━━━━━ Listing

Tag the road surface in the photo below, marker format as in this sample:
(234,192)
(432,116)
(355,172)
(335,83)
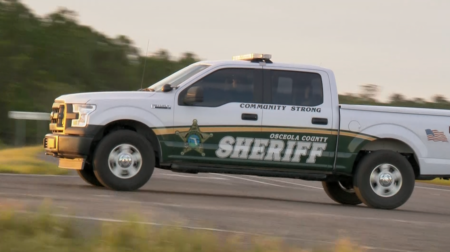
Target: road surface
(295,210)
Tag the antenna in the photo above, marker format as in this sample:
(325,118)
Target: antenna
(145,64)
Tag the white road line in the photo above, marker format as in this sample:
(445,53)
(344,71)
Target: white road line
(432,188)
(206,229)
(287,213)
(37,175)
(291,183)
(187,176)
(251,180)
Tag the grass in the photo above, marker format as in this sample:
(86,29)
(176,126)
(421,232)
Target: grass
(25,161)
(44,232)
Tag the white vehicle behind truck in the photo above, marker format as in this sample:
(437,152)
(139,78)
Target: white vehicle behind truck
(251,116)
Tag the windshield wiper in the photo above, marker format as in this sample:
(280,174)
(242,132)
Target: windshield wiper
(146,89)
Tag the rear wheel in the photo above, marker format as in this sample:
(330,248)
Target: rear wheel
(341,191)
(384,179)
(124,161)
(87,174)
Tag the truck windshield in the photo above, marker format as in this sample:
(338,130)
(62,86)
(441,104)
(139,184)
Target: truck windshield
(178,77)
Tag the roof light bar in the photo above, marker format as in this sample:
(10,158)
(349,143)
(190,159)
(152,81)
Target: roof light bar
(253,56)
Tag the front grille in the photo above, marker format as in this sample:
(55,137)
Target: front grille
(54,111)
(57,118)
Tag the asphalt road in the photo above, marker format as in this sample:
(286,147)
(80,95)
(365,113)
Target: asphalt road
(295,210)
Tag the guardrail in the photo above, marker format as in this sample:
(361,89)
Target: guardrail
(21,117)
(36,116)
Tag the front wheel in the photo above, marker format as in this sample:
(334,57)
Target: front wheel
(384,179)
(124,161)
(342,192)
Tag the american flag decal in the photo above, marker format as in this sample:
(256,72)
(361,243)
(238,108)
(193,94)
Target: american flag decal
(436,136)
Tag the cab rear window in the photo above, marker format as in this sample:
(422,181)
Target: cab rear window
(295,88)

━━━━━━━━━━

== What is expected ==
Reproduce the entire listing above line for line without changing anything, but leave out the image.

== Solution to the exercise ==
Tag the road surface in the photo below, marker format as in this sample:
(234,192)
(432,116)
(355,172)
(335,83)
Target: road surface
(295,210)
Tag the antenna in the photo above, marker format as in this sample:
(325,118)
Target: antenna
(145,64)
Tag the white road line in the photo above, marker format as in this sample:
(445,53)
(344,71)
Target: white road line
(432,188)
(206,229)
(287,213)
(37,175)
(291,183)
(187,176)
(251,180)
Tag the grass in the photo above, marker format as in this sample:
(86,29)
(176,126)
(421,232)
Target: grass
(25,161)
(44,232)
Tag the white vehicle behind truck in the photo above, marker format as in this sample:
(437,152)
(139,78)
Target: white vehicle behind truck
(251,116)
Tag the windshield wiper in the photo above, marker format as in this sample:
(280,174)
(242,132)
Target: windshield wiper
(146,89)
Tag the rear wheel in the photo above, marker format as in this sample:
(330,248)
Target: rear wheel
(341,191)
(384,179)
(124,161)
(87,174)
Tag the truck windshield in the photo above, marker format as in this sample:
(338,130)
(62,86)
(441,104)
(139,184)
Target: truck windshield
(178,77)
Tag the roof light bar in the photo above, marker format as in this sample:
(10,158)
(349,143)
(190,159)
(152,81)
Target: roof light bar
(253,56)
Tag the front grille in the photo above, marker format as in this sample:
(55,137)
Target: front grille
(54,111)
(57,118)
Tag the asphalt road in the photo above, marker format as in this sample:
(286,147)
(80,95)
(365,113)
Target: asphalt road
(295,210)
Tag the guardrail in the photo above, marker format as in this sample:
(361,89)
Target: guardrail
(21,117)
(36,116)
Tag the front wheel in the photo above, marker format as in this sample:
(334,57)
Target: front wheel
(384,179)
(124,161)
(342,192)
Tag the american flag decal in the photo above, marker format as in this sample:
(256,72)
(361,243)
(238,108)
(193,94)
Target: american flag decal
(436,136)
Tag the cab rear window in the photo above, marker format as in this sample:
(422,181)
Target: cab rear window
(295,88)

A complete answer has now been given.